**Exercise directions:**
Setting pictures aside, output exactly the lines from the start of the records to the line with "point_to MUST place one pin on each instance of the soft", that line included.

Point-per-instance localization data:

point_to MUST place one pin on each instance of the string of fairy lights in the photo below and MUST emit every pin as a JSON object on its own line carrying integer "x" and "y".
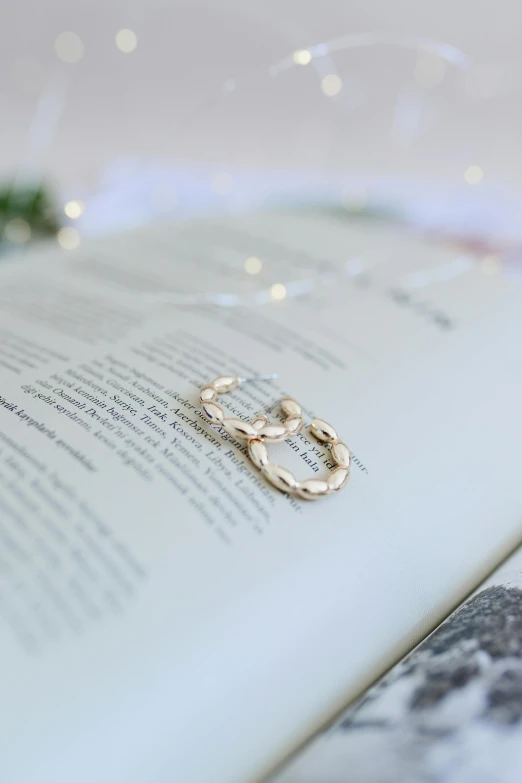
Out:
{"x": 432, "y": 62}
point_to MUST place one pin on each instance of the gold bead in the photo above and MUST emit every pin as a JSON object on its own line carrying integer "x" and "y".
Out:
{"x": 239, "y": 429}
{"x": 312, "y": 489}
{"x": 207, "y": 394}
{"x": 290, "y": 407}
{"x": 258, "y": 453}
{"x": 213, "y": 412}
{"x": 323, "y": 431}
{"x": 281, "y": 478}
{"x": 225, "y": 383}
{"x": 260, "y": 421}
{"x": 338, "y": 478}
{"x": 341, "y": 454}
{"x": 273, "y": 433}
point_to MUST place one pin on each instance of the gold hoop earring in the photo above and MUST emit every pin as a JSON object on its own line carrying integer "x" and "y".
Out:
{"x": 309, "y": 489}
{"x": 259, "y": 428}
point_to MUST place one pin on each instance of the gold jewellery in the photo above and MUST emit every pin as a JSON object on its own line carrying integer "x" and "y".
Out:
{"x": 259, "y": 433}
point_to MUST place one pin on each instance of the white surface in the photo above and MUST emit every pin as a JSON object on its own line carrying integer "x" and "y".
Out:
{"x": 126, "y": 106}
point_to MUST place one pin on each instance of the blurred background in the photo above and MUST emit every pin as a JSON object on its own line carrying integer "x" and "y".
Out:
{"x": 116, "y": 113}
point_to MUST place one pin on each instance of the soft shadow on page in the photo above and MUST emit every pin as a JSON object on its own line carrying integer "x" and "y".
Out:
{"x": 162, "y": 608}
{"x": 452, "y": 710}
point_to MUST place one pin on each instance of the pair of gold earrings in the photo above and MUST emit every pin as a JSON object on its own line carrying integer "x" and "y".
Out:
{"x": 259, "y": 433}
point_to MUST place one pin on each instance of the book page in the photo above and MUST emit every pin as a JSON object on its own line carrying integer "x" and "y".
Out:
{"x": 451, "y": 710}
{"x": 165, "y": 613}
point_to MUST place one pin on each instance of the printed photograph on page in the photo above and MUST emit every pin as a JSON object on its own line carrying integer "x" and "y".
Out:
{"x": 451, "y": 711}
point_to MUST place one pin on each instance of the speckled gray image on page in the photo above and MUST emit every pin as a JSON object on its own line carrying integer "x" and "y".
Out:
{"x": 450, "y": 712}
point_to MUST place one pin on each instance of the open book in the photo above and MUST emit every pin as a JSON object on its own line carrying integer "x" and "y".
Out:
{"x": 165, "y": 614}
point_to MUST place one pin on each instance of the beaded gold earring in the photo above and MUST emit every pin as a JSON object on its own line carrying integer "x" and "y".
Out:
{"x": 312, "y": 488}
{"x": 259, "y": 428}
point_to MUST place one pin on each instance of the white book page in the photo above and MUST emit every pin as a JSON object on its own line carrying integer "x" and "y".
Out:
{"x": 164, "y": 613}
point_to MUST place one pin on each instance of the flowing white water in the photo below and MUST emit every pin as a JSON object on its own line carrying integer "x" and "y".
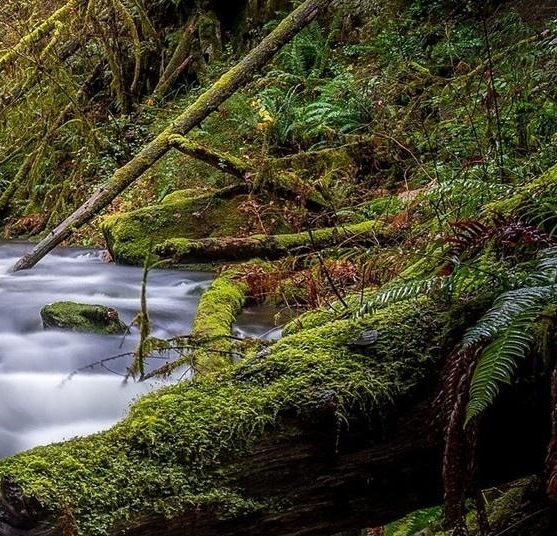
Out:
{"x": 38, "y": 403}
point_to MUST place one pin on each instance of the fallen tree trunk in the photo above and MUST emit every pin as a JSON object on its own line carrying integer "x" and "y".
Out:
{"x": 208, "y": 102}
{"x": 229, "y": 248}
{"x": 305, "y": 439}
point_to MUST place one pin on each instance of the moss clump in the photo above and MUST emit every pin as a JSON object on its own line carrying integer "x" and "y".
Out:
{"x": 82, "y": 317}
{"x": 174, "y": 451}
{"x": 218, "y": 308}
{"x": 131, "y": 236}
{"x": 269, "y": 246}
{"x": 530, "y": 198}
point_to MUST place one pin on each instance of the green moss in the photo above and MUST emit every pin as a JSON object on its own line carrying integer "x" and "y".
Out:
{"x": 131, "y": 236}
{"x": 174, "y": 451}
{"x": 82, "y": 317}
{"x": 218, "y": 308}
{"x": 529, "y": 198}
{"x": 268, "y": 246}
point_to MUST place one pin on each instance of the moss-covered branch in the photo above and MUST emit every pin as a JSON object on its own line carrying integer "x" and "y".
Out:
{"x": 205, "y": 104}
{"x": 310, "y": 438}
{"x": 272, "y": 246}
{"x": 222, "y": 161}
{"x": 41, "y": 31}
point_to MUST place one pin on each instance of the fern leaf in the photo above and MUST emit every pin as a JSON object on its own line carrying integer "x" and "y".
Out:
{"x": 505, "y": 310}
{"x": 498, "y": 363}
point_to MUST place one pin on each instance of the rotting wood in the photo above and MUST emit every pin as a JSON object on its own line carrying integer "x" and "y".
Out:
{"x": 182, "y": 250}
{"x": 206, "y": 103}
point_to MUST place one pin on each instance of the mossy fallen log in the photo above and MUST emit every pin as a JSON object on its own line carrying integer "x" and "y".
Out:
{"x": 309, "y": 439}
{"x": 211, "y": 334}
{"x": 130, "y": 236}
{"x": 270, "y": 247}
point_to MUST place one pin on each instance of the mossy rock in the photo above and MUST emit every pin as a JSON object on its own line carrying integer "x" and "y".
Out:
{"x": 131, "y": 236}
{"x": 82, "y": 317}
{"x": 178, "y": 446}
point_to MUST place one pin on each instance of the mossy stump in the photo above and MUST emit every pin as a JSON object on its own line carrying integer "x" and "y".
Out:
{"x": 82, "y": 317}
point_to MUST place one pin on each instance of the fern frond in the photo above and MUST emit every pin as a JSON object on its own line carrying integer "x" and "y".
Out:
{"x": 498, "y": 363}
{"x": 397, "y": 293}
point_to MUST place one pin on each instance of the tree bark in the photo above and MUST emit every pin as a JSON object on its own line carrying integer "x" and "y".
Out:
{"x": 324, "y": 483}
{"x": 208, "y": 102}
{"x": 183, "y": 250}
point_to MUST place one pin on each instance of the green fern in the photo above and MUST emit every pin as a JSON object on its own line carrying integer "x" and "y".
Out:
{"x": 398, "y": 292}
{"x": 509, "y": 326}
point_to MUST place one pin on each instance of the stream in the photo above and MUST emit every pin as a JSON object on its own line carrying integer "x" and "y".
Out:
{"x": 39, "y": 402}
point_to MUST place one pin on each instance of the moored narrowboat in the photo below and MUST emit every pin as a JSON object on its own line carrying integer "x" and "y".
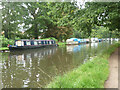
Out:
{"x": 31, "y": 44}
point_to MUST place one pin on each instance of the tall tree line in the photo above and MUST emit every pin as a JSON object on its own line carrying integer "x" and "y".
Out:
{"x": 61, "y": 20}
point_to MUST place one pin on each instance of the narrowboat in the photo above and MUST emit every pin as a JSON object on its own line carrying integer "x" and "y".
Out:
{"x": 31, "y": 44}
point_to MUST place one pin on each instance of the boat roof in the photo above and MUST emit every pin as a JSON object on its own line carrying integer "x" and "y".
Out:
{"x": 33, "y": 40}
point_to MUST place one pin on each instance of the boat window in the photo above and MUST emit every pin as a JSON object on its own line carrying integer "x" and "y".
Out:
{"x": 24, "y": 42}
{"x": 39, "y": 42}
{"x": 18, "y": 43}
{"x": 28, "y": 43}
{"x": 45, "y": 42}
{"x": 35, "y": 43}
{"x": 52, "y": 42}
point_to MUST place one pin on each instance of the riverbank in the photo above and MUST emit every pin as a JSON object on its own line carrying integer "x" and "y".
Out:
{"x": 112, "y": 81}
{"x": 92, "y": 74}
{"x": 4, "y": 48}
{"x": 62, "y": 44}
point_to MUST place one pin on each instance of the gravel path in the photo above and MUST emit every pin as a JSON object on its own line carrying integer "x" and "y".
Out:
{"x": 112, "y": 81}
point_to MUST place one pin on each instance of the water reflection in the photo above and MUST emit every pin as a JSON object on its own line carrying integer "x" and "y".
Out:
{"x": 36, "y": 67}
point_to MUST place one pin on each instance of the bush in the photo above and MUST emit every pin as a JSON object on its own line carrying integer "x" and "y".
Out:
{"x": 51, "y": 38}
{"x": 6, "y": 41}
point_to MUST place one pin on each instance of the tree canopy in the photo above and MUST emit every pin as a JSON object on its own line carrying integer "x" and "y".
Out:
{"x": 61, "y": 20}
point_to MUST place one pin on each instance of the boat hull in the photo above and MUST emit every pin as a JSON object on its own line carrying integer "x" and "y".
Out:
{"x": 30, "y": 47}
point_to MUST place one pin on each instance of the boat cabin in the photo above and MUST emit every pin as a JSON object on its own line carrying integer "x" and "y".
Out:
{"x": 24, "y": 42}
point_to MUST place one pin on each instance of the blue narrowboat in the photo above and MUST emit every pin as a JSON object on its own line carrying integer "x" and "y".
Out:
{"x": 31, "y": 44}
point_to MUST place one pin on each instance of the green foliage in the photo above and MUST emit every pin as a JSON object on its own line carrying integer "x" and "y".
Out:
{"x": 62, "y": 44}
{"x": 92, "y": 74}
{"x": 50, "y": 38}
{"x": 6, "y": 41}
{"x": 4, "y": 48}
{"x": 60, "y": 20}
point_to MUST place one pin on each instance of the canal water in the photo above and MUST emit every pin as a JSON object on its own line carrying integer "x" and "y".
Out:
{"x": 35, "y": 68}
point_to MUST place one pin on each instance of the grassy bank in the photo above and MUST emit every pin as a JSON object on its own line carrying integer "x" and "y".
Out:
{"x": 4, "y": 48}
{"x": 92, "y": 74}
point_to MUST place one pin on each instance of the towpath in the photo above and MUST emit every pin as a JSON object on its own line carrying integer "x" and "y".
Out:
{"x": 114, "y": 62}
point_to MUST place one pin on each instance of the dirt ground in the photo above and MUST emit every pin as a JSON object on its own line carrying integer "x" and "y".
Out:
{"x": 114, "y": 63}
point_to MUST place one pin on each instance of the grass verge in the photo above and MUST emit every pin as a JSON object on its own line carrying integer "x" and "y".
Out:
{"x": 4, "y": 48}
{"x": 61, "y": 44}
{"x": 92, "y": 74}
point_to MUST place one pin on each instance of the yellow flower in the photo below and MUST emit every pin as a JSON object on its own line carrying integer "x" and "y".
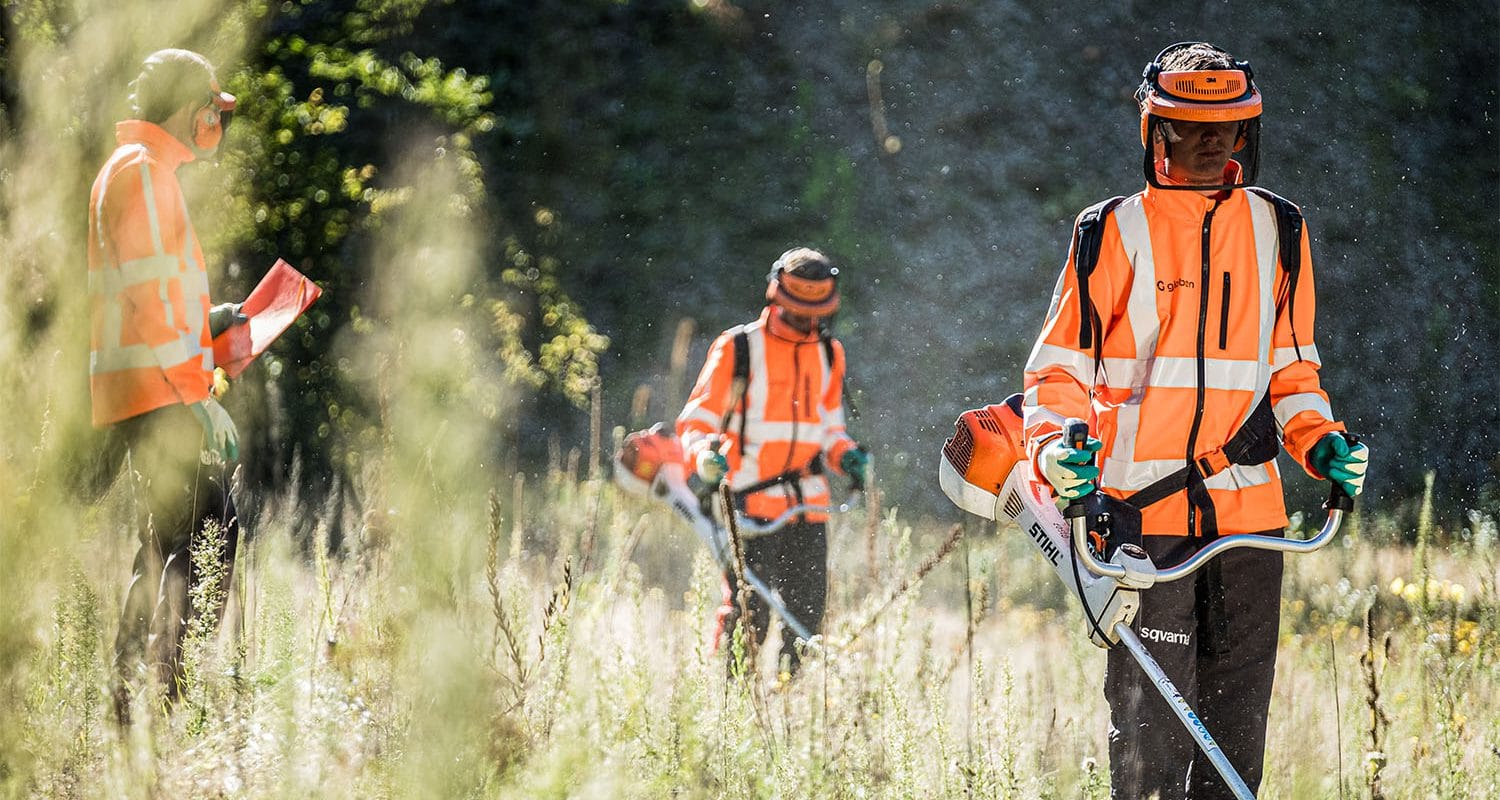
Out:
{"x": 1455, "y": 593}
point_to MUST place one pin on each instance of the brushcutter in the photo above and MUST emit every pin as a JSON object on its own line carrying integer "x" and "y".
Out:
{"x": 1091, "y": 544}
{"x": 650, "y": 464}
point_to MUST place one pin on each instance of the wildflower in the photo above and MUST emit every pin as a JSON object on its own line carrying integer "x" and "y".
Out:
{"x": 1455, "y": 593}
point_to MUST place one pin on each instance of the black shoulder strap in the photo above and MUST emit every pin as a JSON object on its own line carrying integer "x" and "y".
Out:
{"x": 738, "y": 384}
{"x": 1086, "y": 240}
{"x": 1289, "y": 240}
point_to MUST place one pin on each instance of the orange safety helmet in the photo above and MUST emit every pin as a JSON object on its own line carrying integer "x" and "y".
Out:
{"x": 1226, "y": 93}
{"x": 803, "y": 281}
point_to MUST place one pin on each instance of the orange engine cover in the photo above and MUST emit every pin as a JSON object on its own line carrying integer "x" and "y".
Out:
{"x": 987, "y": 443}
{"x": 644, "y": 452}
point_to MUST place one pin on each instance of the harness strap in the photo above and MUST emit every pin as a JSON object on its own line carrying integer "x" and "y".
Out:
{"x": 1254, "y": 443}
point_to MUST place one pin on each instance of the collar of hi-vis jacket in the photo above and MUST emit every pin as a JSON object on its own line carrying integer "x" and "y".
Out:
{"x": 779, "y": 327}
{"x": 1191, "y": 204}
{"x": 167, "y": 149}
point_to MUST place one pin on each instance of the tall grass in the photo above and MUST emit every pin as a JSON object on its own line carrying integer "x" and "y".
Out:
{"x": 518, "y": 674}
{"x": 489, "y": 634}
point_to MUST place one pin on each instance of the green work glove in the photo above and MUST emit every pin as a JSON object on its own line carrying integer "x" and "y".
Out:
{"x": 221, "y": 440}
{"x": 225, "y": 315}
{"x": 854, "y": 463}
{"x": 711, "y": 466}
{"x": 1337, "y": 460}
{"x": 1068, "y": 469}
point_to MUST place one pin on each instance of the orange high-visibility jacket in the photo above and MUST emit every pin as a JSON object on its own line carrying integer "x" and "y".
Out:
{"x": 1196, "y": 330}
{"x": 792, "y": 412}
{"x": 147, "y": 285}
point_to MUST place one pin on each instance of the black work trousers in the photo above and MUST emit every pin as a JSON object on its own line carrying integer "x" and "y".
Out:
{"x": 794, "y": 562}
{"x": 177, "y": 499}
{"x": 1215, "y": 637}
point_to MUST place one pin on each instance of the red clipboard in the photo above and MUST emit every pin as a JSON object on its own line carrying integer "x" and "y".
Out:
{"x": 272, "y": 306}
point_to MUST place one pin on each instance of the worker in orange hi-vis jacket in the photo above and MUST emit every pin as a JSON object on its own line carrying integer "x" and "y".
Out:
{"x": 1188, "y": 348}
{"x": 767, "y": 416}
{"x": 150, "y": 368}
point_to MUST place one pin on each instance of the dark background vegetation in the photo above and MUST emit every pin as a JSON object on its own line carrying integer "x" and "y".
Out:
{"x": 642, "y": 162}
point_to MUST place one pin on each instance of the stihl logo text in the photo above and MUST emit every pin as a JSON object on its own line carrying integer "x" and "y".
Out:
{"x": 1044, "y": 542}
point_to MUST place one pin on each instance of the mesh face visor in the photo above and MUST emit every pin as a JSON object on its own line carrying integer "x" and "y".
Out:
{"x": 1200, "y": 95}
{"x": 809, "y": 296}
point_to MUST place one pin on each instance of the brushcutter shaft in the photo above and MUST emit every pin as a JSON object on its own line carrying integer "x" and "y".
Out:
{"x": 1179, "y": 706}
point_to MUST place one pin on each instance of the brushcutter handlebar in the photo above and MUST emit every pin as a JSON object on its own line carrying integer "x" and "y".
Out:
{"x": 1338, "y": 503}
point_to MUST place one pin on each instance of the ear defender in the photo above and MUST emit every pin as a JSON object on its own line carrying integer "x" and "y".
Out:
{"x": 210, "y": 123}
{"x": 803, "y": 281}
{"x": 207, "y": 131}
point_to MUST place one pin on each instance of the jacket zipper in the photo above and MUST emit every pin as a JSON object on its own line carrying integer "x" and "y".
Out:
{"x": 1224, "y": 315}
{"x": 1203, "y": 321}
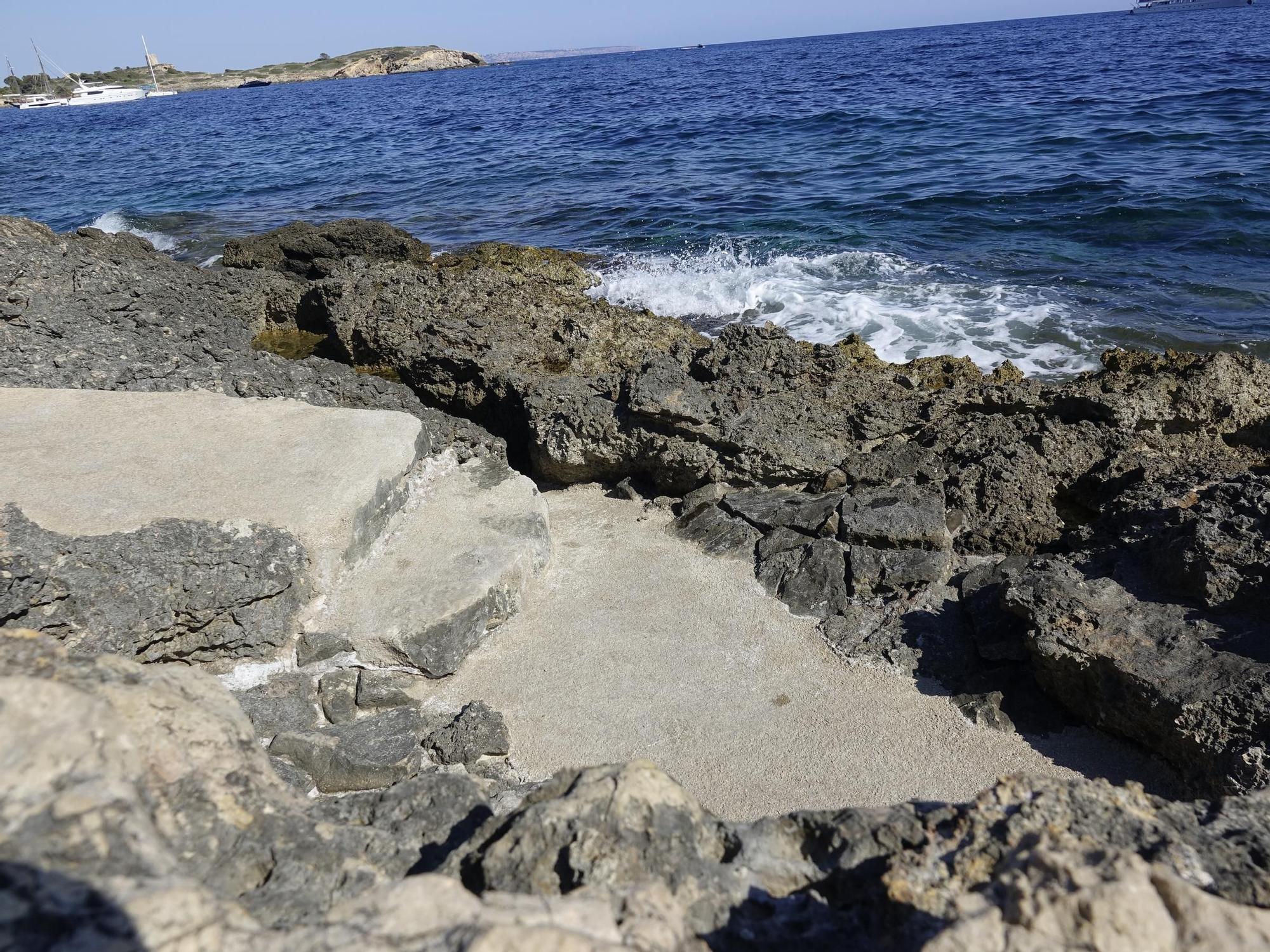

**Expected output:**
point_to MUST place one pin on each instance of the string of fairy lights in the photo below and MUST emit every pin as a JSON object on its own line carrying integer "x" and "y".
Out:
{"x": 432, "y": 62}
point_to MUST place one pin on each instance of the gold bead in the photo above and MUST emit every pin as a JSON object on its own line carrying integer "x" and "y".
Out:
{"x": 239, "y": 429}
{"x": 312, "y": 489}
{"x": 207, "y": 394}
{"x": 290, "y": 407}
{"x": 258, "y": 453}
{"x": 213, "y": 412}
{"x": 323, "y": 431}
{"x": 281, "y": 478}
{"x": 225, "y": 383}
{"x": 260, "y": 421}
{"x": 338, "y": 478}
{"x": 341, "y": 454}
{"x": 273, "y": 433}
point_to MUST place one pin on each instance of the gold hoop earring in the photo above and MUST emit every pin as a JSON object on its own line carrying integer "x" and "y".
Out:
{"x": 309, "y": 489}
{"x": 259, "y": 428}
point_to MUST place one pin on each instance of the gold jewellery in the photo above and MUST emit every pin as a JSON object on its own line carrying integer "x" and "y".
Out:
{"x": 259, "y": 433}
point_to MUST place one pin on each instance of the white surface in the photo above and MUST emit every pin as a JSON object on its own line carrying integer "x" and "y".
Out:
{"x": 126, "y": 106}
point_to MUST place one pin on each instance of the blurred background in the photo above and MUST emit every pin as a JSON object on its own line carrying integer "x" and "y".
Out:
{"x": 116, "y": 113}
point_to MUST place one pin on each instance of the soft shadow on page in the photo above and MUST emit every pin as a JSON object on its own line carrying integer "x" and "y".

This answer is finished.